►

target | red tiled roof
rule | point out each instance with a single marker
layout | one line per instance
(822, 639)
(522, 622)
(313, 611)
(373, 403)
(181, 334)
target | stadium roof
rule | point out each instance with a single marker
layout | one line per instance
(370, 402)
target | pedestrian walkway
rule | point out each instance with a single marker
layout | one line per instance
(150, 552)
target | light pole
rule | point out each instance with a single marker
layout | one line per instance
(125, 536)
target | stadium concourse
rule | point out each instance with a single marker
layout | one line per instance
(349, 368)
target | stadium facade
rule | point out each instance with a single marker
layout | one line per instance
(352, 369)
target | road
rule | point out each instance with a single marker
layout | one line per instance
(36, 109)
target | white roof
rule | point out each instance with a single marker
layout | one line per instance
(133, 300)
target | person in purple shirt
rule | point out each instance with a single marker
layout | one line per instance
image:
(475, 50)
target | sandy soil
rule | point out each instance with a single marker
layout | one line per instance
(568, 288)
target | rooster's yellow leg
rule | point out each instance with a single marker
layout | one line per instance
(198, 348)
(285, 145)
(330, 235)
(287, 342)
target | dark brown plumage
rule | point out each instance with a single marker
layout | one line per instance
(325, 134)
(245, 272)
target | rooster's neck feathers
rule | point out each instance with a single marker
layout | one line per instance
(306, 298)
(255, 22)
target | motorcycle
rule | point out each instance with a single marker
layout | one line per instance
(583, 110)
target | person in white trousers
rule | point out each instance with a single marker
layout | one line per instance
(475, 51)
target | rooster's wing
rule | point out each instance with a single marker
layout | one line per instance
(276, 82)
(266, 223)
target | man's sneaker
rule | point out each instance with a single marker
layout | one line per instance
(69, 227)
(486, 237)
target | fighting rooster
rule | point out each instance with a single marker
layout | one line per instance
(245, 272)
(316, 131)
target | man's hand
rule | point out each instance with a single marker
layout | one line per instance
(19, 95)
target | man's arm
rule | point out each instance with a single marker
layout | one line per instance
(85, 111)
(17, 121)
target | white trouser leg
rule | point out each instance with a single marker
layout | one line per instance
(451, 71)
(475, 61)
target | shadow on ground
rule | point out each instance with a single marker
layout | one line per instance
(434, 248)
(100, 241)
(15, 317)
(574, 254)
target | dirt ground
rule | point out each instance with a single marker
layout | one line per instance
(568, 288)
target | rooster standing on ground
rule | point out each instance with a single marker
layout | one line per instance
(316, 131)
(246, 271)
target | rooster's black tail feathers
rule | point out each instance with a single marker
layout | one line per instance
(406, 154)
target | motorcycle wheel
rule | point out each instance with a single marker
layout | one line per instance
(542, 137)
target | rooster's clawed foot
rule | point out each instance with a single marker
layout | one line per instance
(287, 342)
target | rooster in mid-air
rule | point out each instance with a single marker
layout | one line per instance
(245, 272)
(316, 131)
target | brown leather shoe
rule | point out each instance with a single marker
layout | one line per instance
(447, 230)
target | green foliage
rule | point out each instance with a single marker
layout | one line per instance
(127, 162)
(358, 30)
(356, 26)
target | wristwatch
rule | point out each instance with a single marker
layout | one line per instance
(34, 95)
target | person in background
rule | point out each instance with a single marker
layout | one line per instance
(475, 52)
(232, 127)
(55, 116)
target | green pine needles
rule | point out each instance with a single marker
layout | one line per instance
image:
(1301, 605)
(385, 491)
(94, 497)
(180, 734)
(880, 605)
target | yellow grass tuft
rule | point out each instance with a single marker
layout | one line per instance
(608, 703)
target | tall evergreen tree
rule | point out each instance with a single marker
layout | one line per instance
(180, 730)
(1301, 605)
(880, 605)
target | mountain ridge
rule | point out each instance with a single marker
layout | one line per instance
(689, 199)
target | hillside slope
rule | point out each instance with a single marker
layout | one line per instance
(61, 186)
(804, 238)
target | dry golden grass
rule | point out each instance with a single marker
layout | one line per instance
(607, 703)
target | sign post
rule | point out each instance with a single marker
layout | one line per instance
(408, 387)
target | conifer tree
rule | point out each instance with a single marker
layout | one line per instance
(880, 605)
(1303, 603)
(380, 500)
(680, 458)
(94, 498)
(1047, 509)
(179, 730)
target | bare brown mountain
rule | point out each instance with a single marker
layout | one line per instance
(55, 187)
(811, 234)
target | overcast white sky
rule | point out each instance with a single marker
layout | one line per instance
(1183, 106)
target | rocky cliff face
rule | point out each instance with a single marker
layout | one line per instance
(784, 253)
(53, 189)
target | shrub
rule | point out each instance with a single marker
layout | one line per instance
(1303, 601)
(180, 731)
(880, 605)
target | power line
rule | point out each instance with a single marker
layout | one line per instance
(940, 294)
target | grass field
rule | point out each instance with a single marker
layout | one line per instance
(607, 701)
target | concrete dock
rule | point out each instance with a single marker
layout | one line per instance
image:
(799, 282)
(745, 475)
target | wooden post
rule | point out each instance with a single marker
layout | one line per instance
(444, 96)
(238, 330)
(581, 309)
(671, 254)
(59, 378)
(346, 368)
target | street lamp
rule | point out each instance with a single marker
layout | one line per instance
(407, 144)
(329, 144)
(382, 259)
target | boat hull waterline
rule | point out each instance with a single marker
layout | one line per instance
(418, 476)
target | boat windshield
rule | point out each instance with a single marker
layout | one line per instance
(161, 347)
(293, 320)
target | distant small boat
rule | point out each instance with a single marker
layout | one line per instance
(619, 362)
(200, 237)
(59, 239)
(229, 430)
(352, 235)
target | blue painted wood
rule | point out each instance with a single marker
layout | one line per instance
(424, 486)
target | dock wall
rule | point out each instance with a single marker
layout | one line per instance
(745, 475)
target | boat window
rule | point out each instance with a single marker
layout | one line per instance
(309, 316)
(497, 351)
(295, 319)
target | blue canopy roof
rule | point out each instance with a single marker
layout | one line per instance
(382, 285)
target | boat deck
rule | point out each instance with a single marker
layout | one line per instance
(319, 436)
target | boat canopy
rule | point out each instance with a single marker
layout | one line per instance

◄

*Action item*:
The lines from the first of the entries through the line holding "target | stadium concourse" are to be restated word for word, and no others.

*Answer to the exercise*:
target | red tiled roof
rule | point out each instance with a single marker
layout | one line per instance
(822, 639)
(522, 622)
(313, 611)
(373, 403)
(181, 334)
target | stadium roof
rule | point out each instance with a single marker
layout | one line per instance
(370, 402)
target | pedestrian walkway
rule | point out each instance with a single marker
layout | one line per instance
(150, 552)
target | light pole
rule | point out each instance with a single marker
layout | one line per instance
(125, 536)
target | stadium concourse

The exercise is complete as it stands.